Begin Entries provided
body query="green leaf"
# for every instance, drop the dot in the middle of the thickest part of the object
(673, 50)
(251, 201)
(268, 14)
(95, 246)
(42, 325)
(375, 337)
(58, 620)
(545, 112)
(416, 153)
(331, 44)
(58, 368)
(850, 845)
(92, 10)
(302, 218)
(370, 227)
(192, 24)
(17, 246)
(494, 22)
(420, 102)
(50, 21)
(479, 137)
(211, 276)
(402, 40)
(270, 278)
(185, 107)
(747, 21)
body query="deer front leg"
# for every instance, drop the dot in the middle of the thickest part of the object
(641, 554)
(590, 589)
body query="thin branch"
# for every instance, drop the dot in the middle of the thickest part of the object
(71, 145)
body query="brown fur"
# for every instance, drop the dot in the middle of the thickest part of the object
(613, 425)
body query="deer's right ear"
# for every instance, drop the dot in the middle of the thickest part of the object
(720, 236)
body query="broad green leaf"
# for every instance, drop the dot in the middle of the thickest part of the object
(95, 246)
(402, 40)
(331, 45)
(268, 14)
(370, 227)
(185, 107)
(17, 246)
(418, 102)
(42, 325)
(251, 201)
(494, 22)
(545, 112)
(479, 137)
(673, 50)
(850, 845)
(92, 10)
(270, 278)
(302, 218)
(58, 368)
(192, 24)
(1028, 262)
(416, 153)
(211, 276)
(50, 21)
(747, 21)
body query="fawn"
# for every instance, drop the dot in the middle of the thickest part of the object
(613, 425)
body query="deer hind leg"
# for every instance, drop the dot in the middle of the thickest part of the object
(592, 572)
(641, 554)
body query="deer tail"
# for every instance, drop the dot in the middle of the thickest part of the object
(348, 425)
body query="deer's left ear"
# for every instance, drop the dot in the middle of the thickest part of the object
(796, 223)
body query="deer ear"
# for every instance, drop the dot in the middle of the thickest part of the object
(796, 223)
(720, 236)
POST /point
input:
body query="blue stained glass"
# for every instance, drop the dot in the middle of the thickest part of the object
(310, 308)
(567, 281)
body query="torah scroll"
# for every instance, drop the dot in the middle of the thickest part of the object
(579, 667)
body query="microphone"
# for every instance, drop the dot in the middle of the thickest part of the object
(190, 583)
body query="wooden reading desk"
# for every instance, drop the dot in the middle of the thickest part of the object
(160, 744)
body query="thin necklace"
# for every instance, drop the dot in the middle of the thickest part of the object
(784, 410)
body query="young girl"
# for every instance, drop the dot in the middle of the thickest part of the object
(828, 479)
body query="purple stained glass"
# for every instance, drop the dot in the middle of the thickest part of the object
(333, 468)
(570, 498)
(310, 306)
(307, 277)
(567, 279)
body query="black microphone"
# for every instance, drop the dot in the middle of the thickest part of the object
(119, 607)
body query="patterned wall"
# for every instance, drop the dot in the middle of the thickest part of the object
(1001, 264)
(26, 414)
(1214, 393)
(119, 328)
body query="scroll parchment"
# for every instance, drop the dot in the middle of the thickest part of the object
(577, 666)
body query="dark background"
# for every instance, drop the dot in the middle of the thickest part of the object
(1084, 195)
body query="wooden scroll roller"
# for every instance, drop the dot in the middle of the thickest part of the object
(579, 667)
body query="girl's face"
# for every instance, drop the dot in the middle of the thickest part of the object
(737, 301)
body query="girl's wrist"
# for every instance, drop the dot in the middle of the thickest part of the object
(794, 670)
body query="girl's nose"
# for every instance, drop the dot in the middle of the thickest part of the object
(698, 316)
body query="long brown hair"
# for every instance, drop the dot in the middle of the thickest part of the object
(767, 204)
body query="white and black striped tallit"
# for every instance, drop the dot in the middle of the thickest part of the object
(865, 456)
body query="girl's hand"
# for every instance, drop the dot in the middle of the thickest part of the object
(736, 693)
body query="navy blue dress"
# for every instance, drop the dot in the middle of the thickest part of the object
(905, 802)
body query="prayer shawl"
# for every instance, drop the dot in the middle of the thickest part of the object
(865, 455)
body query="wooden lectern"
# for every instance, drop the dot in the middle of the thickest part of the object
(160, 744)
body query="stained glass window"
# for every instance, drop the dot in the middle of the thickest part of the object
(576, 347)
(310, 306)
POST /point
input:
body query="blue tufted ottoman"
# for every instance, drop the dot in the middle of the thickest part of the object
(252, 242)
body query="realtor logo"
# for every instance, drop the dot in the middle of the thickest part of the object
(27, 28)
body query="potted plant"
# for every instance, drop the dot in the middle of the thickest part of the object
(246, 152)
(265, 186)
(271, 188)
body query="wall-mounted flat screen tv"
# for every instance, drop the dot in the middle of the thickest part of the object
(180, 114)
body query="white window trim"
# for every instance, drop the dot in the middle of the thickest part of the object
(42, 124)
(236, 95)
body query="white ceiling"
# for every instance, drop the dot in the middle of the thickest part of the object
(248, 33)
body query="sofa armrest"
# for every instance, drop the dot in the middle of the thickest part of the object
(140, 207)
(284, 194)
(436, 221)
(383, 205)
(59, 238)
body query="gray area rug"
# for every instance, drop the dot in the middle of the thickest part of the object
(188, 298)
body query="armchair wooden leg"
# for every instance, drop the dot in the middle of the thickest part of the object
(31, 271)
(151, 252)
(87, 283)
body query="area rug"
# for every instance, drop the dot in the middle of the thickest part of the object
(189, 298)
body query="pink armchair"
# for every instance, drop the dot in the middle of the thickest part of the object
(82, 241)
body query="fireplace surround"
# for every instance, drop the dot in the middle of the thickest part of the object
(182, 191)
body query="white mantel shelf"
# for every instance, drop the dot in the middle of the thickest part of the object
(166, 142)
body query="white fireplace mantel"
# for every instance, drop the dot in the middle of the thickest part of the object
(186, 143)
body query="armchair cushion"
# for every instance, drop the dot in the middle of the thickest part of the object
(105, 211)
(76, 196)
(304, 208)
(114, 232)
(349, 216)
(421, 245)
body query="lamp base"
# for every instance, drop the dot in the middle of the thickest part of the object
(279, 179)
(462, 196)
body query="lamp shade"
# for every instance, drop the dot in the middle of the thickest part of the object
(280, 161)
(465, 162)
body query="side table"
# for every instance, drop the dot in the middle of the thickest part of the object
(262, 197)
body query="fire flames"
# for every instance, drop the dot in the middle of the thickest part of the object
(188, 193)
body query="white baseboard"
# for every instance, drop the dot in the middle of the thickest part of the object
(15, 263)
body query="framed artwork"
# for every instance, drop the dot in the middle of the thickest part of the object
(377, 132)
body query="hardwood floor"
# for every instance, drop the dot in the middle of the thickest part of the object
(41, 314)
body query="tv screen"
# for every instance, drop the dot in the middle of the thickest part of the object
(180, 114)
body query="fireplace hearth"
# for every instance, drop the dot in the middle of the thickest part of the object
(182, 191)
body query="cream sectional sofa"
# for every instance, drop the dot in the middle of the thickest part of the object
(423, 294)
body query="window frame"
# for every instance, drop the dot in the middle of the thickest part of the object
End Entries provided
[Work instructions]: Repeat the data in its entirety, character for character.

[Exercise result]:
body query="green leaf"
# for every instance, drop the dot in the middle of the thickest part of the object
(673, 50)
(251, 201)
(268, 14)
(95, 246)
(42, 325)
(375, 337)
(58, 620)
(545, 112)
(416, 153)
(331, 44)
(58, 368)
(850, 845)
(92, 10)
(302, 218)
(370, 227)
(192, 24)
(17, 246)
(494, 22)
(420, 102)
(50, 21)
(479, 137)
(211, 276)
(402, 40)
(270, 278)
(185, 107)
(747, 21)
body query="deer front leg"
# for every instance, drop the dot in the middle of the thickest part of the object
(641, 554)
(590, 589)
body query="thin branch"
# for every instance, drop the dot in the middle of the thickest part of the object
(71, 145)
body query="brown fur"
# for every instance, drop the dot in the middle of the thickest part of the object
(613, 425)
body query="deer's right ear"
# for every instance, drop the dot in the middle of the thickest part of the object
(720, 236)
body query="broad green leaf"
# for every instance, drop the dot in the middle of the thickest part of the object
(95, 246)
(402, 40)
(331, 45)
(268, 14)
(370, 227)
(185, 107)
(17, 246)
(418, 102)
(42, 325)
(251, 201)
(494, 22)
(545, 112)
(479, 137)
(673, 50)
(850, 845)
(92, 10)
(270, 278)
(302, 218)
(58, 368)
(192, 24)
(1028, 262)
(416, 153)
(211, 276)
(50, 21)
(747, 21)
body query="fawn"
# for every instance, drop the dot in the middle of the thickest part of the object
(613, 425)
body query="deer hind leg"
# for every instance, drop the dot in the middle of the thickest part of the object
(592, 572)
(641, 554)
body query="deer tail"
# for every instance, drop the dot in the middle of the thickest part of the object
(348, 425)
body query="deer's left ear"
# for every instance, drop the dot in the middle of the thickest part of the object
(796, 223)
body query="deer ear"
# for every instance, drop the dot in the middle of the thickest part of the object
(796, 223)
(720, 236)
POST /point
input:
body query="blue stained glass"
# for every instance, drop the dot in the middle of the thickest part of the object
(310, 308)
(567, 281)
body query="torah scroll"
# for every instance, drop the dot in the middle of the thickest part of the object
(579, 667)
body query="microphone"
# for every instance, drop the dot in the middle of the thickest part of the object
(190, 583)
body query="wooden reading desk"
# for every instance, drop the dot in the middle of the thickest part of the object
(160, 744)
body query="thin necklace"
# for every instance, drop the dot in the middle of the thickest part of the object
(784, 410)
body query="young girl"
# for every instance, drop the dot in the middle of the thickest part of the object
(828, 479)
body query="purple stained glass"
# for every instance, drop the dot in the middle of the thickest part of the object
(333, 468)
(570, 498)
(310, 306)
(307, 277)
(567, 279)
body query="black microphone"
# for every instance, drop the dot in the middle of the thickest part of the object
(119, 607)
body query="patterned wall"
# for every instance, drop the dot in the middle of the thickest part of the object
(1001, 264)
(26, 414)
(1214, 393)
(119, 328)
body query="scroll parchment"
# for every instance, drop the dot in the middle of the thickest part of the object
(577, 666)
body query="dark background"
# for every instance, drop the dot in the middle of the thickest part of the object
(1084, 195)
body query="wooden scroll roller"
# for every instance, drop the dot in the middle of the thickest part of the object
(579, 667)
body query="girl's face"
# for every instance, drop the dot in the middle of the thickest part of the object
(737, 301)
body query="girl's wrist"
# for every instance, drop the dot in the middle of the thickest part of the object
(794, 670)
body query="girl's nose"
# for every instance, drop the dot in the middle of the thickest part of the object
(698, 316)
body query="long brown hair"
# for every instance, drop the dot in the middle of the thickest part of the object
(767, 204)
body query="white and black striped tallit"
# for every instance, drop the dot in the middle of the thickest part of the object
(865, 456)
body query="girl's hand"
# for every instance, drop the dot in the middle of the thickest part of the object
(736, 693)
body query="navy blue dress"
# for every instance, drop the dot in the middle of the thickest part of the object
(905, 802)
body query="prayer shawl"
# for every instance, drop the dot in the middle of the thickest part of the object
(865, 455)
body query="wooden lectern"
# for every instance, drop the dot in the middle of the thickest part of the object
(160, 744)
body query="stained glass window"
# for every instance, drop the dot in the middle of the thickest part of the object
(576, 347)
(310, 306)
POST /point
input:
body query="blue tufted ottoman"
# for every instance, drop the dot in the middle of the thickest part of the object
(252, 242)
body query="realtor logo"
# for every instance, drop the dot in the middle of the thickest part of the object
(27, 28)
body query="potted plant"
# for every instance, drop the dot in the middle of the thickest part of the object
(246, 152)
(265, 186)
(271, 188)
body query="wall-mounted flat screen tv"
# for every instance, drop the dot in the middle of the thickest part of the object
(180, 114)
body query="white window trim"
# for every instance, drop the dot in the middle of the thickest part of the object
(42, 124)
(236, 95)
body query="white ceiling"
# for every instance, drop the dot in the middle of the thickest part of the object
(248, 33)
body query="sofa armrest"
# for every instance, drop the dot in the middle of the thickest part of the object
(140, 207)
(284, 194)
(436, 221)
(383, 205)
(59, 238)
body query="gray area rug"
# for every instance, drop the dot in the middle of the thickest part of the object
(188, 298)
body query="armchair wooden leg"
# for every instance, drop the dot in the middle of the thickest part of the object
(31, 271)
(151, 252)
(87, 283)
body query="area rug"
# for every instance, drop the dot in the middle of the thickest part of the object
(189, 298)
body query="pink armchair"
# for every instance, drop the dot in the middle of the thickest part of the object
(82, 241)
body query="fireplace surround"
# for every instance, drop the dot in the middle of the thickest part of the object
(182, 191)
body query="white mantel shelf"
# for every instance, drop the dot in the middle of the thickest part of the object
(166, 142)
body query="white fireplace mantel"
# for every instance, drop the dot in the middle of the thickest part of the object
(186, 143)
body query="armchair cushion"
# for every instance, drop the dot in the middle of the thickest part of the object
(105, 211)
(76, 196)
(304, 208)
(114, 232)
(349, 216)
(421, 245)
body query="lamp base"
# for every instance, drop the dot in the middle of the thickest part of the object
(279, 179)
(462, 196)
body query="lamp shade"
# for every instance, drop the dot in the middle of the thickest part of the object
(280, 161)
(465, 162)
body query="side table"
# for every instance, drop the dot in the middle of the thickest part of the object
(262, 197)
body query="fire flames"
# for every instance, drop the dot in the middle of the thickest part of the object
(188, 193)
body query="white baseboard"
# for every instance, drop the dot in the middle of the thickest part of the object
(15, 263)
body query="framed artwork"
# for every instance, drop the dot in the middle of the thickest part of the object
(377, 132)
body query="hardwood floor"
# for every instance, drop the dot in the middle of the thickest part of the object
(41, 314)
body query="tv screen"
# for every instance, drop the dot in the middle of the thickest part of the object
(180, 114)
body query="fireplace hearth"
# for every instance, drop the dot in the middle of the thickest part of the object
(182, 191)
body query="cream sectional sofa"
# for every instance, drop the dot in the middle of the thickest part of the object
(423, 294)
body query="window frame"
# for every instance, drop the dot in the middle of the thickest part of the object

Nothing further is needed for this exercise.